* **PROBLEMS**:
[A] Retype the passage of the review of Romero's first zombie film from "Very few horror" up to and including "forth and so on.".
[B] In the review of Romero's first zombie film, why can the film's novelty be lost on viewers today? Answer in one to three sentences.
[C] Could you carry on the review of Romero's first zombie film from where it stops?

* **TEXT SEGMENT**:
§ §

Very few horror movies are worth rewatching. Even fewer are worth watching multiple times. But there's a small select number that you can watch and get an impact every single time. Romero's first zombie flick is one of them. Oh sure, you can watch its sequel several times and still enjoy it, because it's just so damn fun. But with Night, it's very easy to watch the film and wind up going down a particular track. You can spend an entire viewing session checking out Romero's use of light and shadows. You can spend one analyzing how the film is basically humanity in a microcosm. And so forth and so on.

This time around I was struck by the slow escalation of shocks. By now, we're used to see all kinds of atrocities on the news. And we've, you know, watched a lot more zombie movies. So the novelty of the film can be lost to those who don't know any better. But think about how an audience back then would enter into the film: it starts off normal, with the brother and sister in the cemetery. Once it turns, though, it keeps going, slow and relentless. At first, the zombies are just a murderous mob. We are introduced to more than one corpse. Then it's mentioned on the news about the fact that "assassins" are now eating the flesh of their victims. After that point, it is made clear that yes, they were dealing with re-animated corpses. Only aways into the film do you actually see the flesh-eating taking place, and again, we're used to it. It's a staple of Romero zombie flicks to have the buffet scene. Multiple shots of the zombies going to town.

§ §

* **SUPPLIED RECORDS**:
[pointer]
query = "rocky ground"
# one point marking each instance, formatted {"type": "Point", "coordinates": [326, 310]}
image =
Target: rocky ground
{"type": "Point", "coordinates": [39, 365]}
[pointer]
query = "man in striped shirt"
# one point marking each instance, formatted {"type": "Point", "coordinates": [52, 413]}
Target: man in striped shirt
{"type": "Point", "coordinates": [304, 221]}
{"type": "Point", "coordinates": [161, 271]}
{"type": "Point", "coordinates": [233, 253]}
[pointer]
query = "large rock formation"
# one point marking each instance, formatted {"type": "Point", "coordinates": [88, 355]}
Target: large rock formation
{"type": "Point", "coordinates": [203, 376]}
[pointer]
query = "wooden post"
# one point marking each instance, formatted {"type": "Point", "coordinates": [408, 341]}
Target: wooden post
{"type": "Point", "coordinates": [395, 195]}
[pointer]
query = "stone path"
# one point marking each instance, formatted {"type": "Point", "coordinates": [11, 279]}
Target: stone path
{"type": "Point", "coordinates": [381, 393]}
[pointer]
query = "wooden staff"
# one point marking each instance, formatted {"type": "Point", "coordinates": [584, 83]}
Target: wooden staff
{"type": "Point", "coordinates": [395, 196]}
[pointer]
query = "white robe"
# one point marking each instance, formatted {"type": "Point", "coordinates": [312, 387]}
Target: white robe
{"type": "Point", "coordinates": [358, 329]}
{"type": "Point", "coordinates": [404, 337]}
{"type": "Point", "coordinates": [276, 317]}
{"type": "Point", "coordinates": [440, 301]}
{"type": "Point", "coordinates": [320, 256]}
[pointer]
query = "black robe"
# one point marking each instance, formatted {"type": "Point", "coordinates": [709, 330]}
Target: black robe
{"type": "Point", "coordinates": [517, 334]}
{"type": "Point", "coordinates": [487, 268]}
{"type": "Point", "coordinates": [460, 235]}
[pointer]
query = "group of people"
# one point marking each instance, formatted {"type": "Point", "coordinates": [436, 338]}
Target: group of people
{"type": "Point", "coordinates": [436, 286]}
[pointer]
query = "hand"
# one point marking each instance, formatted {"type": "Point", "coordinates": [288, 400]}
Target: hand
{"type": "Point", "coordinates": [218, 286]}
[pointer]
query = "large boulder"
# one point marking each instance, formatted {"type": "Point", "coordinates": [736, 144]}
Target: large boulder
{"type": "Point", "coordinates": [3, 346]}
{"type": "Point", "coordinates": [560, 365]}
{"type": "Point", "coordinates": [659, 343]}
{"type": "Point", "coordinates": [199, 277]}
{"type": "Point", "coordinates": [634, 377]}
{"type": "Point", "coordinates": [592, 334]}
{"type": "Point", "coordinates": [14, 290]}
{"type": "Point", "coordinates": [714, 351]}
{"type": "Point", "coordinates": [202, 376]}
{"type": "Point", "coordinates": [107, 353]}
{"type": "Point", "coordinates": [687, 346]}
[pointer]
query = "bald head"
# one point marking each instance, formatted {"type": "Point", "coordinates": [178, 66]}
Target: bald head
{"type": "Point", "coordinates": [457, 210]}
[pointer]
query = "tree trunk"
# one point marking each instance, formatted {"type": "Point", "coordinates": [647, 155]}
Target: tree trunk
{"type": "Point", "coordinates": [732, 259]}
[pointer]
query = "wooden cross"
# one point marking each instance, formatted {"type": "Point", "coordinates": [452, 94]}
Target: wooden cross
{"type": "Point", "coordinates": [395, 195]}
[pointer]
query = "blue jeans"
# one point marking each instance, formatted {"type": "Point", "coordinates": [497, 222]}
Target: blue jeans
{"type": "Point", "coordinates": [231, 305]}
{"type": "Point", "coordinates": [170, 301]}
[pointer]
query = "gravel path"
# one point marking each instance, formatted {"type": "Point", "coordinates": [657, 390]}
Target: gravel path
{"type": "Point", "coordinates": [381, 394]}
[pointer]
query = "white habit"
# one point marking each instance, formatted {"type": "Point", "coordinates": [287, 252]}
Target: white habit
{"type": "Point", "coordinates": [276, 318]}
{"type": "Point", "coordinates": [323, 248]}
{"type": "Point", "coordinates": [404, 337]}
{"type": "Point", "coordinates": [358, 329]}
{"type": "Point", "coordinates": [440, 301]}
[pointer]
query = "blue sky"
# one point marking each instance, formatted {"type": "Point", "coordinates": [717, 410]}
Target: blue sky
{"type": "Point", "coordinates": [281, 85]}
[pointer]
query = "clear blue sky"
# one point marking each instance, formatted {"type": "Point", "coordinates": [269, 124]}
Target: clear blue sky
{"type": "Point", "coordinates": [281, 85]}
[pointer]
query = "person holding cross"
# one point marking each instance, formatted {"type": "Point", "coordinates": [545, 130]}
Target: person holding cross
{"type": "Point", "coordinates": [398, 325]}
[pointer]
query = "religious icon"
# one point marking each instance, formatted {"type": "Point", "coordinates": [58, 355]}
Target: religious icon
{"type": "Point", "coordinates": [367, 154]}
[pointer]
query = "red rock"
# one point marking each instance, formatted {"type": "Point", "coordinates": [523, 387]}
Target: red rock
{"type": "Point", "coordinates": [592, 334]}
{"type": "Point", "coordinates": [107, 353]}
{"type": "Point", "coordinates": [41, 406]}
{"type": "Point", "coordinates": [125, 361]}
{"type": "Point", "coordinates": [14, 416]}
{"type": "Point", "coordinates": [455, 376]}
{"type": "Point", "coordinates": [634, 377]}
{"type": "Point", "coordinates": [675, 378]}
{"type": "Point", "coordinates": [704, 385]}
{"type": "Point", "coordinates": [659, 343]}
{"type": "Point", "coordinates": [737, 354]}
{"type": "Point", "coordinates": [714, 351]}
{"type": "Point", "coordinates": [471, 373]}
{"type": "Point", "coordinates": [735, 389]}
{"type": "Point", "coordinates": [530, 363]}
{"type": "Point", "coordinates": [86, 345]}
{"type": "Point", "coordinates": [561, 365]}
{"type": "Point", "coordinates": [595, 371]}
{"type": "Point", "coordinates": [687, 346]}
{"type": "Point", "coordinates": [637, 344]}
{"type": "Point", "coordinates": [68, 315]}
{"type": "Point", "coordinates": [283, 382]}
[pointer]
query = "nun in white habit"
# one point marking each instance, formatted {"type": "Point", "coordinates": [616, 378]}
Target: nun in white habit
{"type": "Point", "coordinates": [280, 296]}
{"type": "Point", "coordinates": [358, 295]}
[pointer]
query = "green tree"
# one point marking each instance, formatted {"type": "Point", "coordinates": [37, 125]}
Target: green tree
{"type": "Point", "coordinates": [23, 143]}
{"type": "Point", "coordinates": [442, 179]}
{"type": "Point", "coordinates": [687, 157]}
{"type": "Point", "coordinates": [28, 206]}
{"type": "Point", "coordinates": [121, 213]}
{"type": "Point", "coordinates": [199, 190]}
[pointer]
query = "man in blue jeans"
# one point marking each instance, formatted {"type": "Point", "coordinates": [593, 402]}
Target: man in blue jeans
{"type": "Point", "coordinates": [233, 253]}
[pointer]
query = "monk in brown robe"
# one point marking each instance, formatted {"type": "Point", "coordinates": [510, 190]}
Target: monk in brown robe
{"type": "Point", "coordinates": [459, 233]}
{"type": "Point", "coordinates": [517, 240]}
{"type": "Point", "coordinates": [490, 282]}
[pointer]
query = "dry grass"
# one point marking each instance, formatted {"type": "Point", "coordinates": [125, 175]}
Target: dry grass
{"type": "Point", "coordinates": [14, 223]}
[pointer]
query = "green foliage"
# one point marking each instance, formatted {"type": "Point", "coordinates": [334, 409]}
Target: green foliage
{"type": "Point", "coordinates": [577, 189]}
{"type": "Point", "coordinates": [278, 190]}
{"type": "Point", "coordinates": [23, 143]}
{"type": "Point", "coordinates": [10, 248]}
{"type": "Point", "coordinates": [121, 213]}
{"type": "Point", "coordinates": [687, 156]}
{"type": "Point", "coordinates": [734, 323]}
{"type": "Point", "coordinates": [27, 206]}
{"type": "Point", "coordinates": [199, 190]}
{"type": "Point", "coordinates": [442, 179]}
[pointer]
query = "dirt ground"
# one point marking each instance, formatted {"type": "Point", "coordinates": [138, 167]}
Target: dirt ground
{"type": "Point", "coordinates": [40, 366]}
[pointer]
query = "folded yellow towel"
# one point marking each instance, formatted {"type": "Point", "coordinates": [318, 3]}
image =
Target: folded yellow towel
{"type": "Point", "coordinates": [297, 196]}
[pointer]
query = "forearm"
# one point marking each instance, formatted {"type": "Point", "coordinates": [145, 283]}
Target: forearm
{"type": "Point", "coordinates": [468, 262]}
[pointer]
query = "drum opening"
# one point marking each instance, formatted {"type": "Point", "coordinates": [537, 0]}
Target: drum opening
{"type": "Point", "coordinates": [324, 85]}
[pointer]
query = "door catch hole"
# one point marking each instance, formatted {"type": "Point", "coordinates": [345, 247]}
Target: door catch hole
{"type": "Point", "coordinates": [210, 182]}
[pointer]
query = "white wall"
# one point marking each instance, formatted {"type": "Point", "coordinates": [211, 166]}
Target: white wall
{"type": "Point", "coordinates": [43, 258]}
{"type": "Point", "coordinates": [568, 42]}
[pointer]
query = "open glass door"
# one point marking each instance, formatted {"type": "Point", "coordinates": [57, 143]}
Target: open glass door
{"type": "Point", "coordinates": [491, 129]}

§ §

* **TASK-BY-TASK OUTPUTS**:
[A]
Very few horror movies are worth rewatching. Even fewer are worth watching multiple times. But there's a small select number that you can watch and get an impact every single time. Romero's first zombie flick is one of them. Oh sure, you can watch its sequel several times and still enjoy it, because it's just so damn fun. But with Night, it's very easy to watch the film and wind up going down a particular track. You can spend an entire viewing session checking out Romero's use of light and shadows. You can spend one analyzing how the film is basically humanity in a microcosm. And so forth and so on.

[B] Viewers today are used to seeing all kinds of atrocities on the news, and they have watched many more zombie movies. The shocks that an audience back then would have felt are therefore familiar to them.

[C]
But, man, what I wouldn't have given to have been sitting in the cinema in 1968 and seen the first showing of that. A probably mostly virgin audience, and Romero leads them down the path bit by bit, shock by shock. But that's not the worst part, of course. There's worse shocks than that. The daughter eating her father and killing her mother with a garden trowel…that disturbs me more now than it did when I first saw the film. The sister being dragged to her death by her own reanimated brother. And then the final, incredible sequence with Ben's final fate. It still amazes now and I don't know how many times I've seen the movie.

Romero proved he could still make a film worth watching with Land of the Dead, and Dawn will always have a warm spot in my heart. But Night is truly his masterpiece.

First stop on Widge's 2005 Halloween Film Fest. For the next stop, click here.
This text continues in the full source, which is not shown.